- _Kutipan Sumber_:
Mihrab
Aceh Harus Pastikan Makanan Terjamin Halal
Semua pihak di Aceh harus dapat benar-benar mempersiapkan dan memastikan seluruh produk makanan
Semua pihak di Aceh harus dapat benar-benar mempersiapkan dan memastikan seluruh produk makanan yang dihasilkan terjamin kehalalannya. Hal ini juga telah diatur regulasinya dalam Qanun Aceh Nomor 8 Tahun 2016 tentang Sistem Jaminan Produk Halal (SJPH).
Jaminan kehalalan makanan di Aceh sangat penting, karena Aceh telah memenangkan penghargaan Wisata Halal Dunia 2016 atau World Halal Tourism Awards tahun 2016 untuk dua kategori. Kesuksesan ini telah menarik dan dilirik oleh kalangan wisatawan nusantara, maupun mancanegara.
Namun demikian, masih banyak wisatawan muslim dari luar yang masih belum sepenuhnya meyakini kehalalan suatu produk makanan, terutama unsur kebersihan dalam proses pembuatannya. Sehingga ini menjadi tantangan tersendiri bagi provinsi yang menerapkan syariat Islam ini.
Demikian antara lain disampaikan Ustaz Dr. Zaki Fuad Chalil M.Ag , Wakil Dekan II Fakultas Ekonomi dan Bisnis Islam (FEBI) UIN Ar-Raniry saat mengisi pengajian rutin Kaukus Wartawan Peduli Syariat Islam (KWPSI) di Rumoh Aceh Kupi Luwak, Jeulingke, Rabu (4/10) malam.

- _Data yang Diberikan_:
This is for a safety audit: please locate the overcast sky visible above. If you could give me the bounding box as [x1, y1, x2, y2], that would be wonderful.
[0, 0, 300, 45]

- _Tujuan Tugas 1_:
Jawablah pertanyaan berikut berdasarkan teks tentang jaminan makanan halal di Aceh.
(a) Qanun Aceh mana yang mengatur Sistem Jaminan Produk Halal?
(b) Untuk berapa kategori Aceh memenangkan penghargaan Wisata Halal Dunia 2016?
(c) Di mana pengajian rutin KWPSI itu diadakan?
- _Tujuan Tugas 2_: Tuliskan bagian teks tentang jaminan makanan halal di Aceh, mulai dari "Jaminan kehalalan makanan" dan berakhir pada "nusantara, maupun mancanegara.".

- _Contoh Penyelesaian 1_:
(a) Qanun Aceh Nomor 8 Tahun 2016 tentang Sistem Jaminan Produk Halal (SJPH).
(b) Dua kategori.
(c) Di Rumoh Aceh Kupi Luwak, Jeulingke.

- _Contoh Penyelesaian 2_:
Jaminan kehalalan makanan di Aceh sangat penting, karena Aceh telah memenangkan penghargaan Wisata Halal Dunia 2016 atau World Halal Tourism Awards tahun 2016 untuk dua kategori. Kesuksesan ini telah menarik dan dilirik oleh kalangan wisatawan nusantara, maupun mancanegara.